**** GIVEN TEXT ****

A nuclear power plant in Eastern Canada has been offline for more than a week beyond its planned outage, forcing one province to add more imported and expensive energy, as well as fossil fuels, to its grid.
The Point Lepreau Nuclear Generating Station in New Brunswick is Atlantic Canada’s only nuclear power plant. Its current outage was supposed to last for 22 days, with five additional days allotted to address issues. However, it’s now been offline for more than 40 days. NB Power, which owns the station, said it expects the plant will be back online later this week.
“We have experienced extended outages over the past few years. Management continues to explore options to improve outage execution and estimates of Point Lepreau’s performance,” said communications officer Dominique Couture.
“... Outages are a necessary element to protect the long-term life of the station and its ability to provide safe, reliable, predictable, low-carbon base-load power.”

**** DATA ****

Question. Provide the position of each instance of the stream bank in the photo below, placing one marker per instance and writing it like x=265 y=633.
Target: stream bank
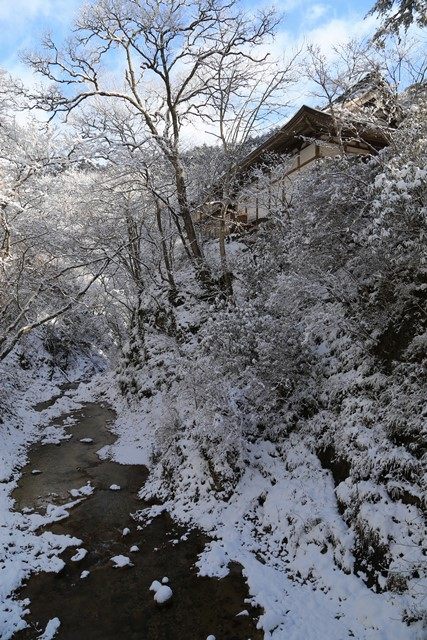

****

## [REQUIRED WORK]
Reproduce the article above on the extended Point Lepreau outage word for word, from its first sentence to its last.

## [RIGHT ANSWER]
A nuclear power plant in Eastern Canada has been offline for more than a week beyond its planned outage, forcing one province to add more imported and expensive energy, as well as fossil fuels, to its grid.
The Point Lepreau Nuclear Generating Station in New Brunswick is Atlantic Canada’s only nuclear power plant. Its current outage was supposed to last for 22 days, with five additional days allotted to address issues. However, it’s now been offline for more than 40 days. NB Power, which owns the station, said it expects the plant will be back online later this week.
“We have experienced extended outages over the past few years. Management continues to explore options to improve outage execution and estimates of Point Lepreau’s performance,” said communications officer Dominique Couture.
“... Outages are a necessary element to protect the long-term life of the station and its ability to provide safe, reliable, predictable, low-carbon base-load power.”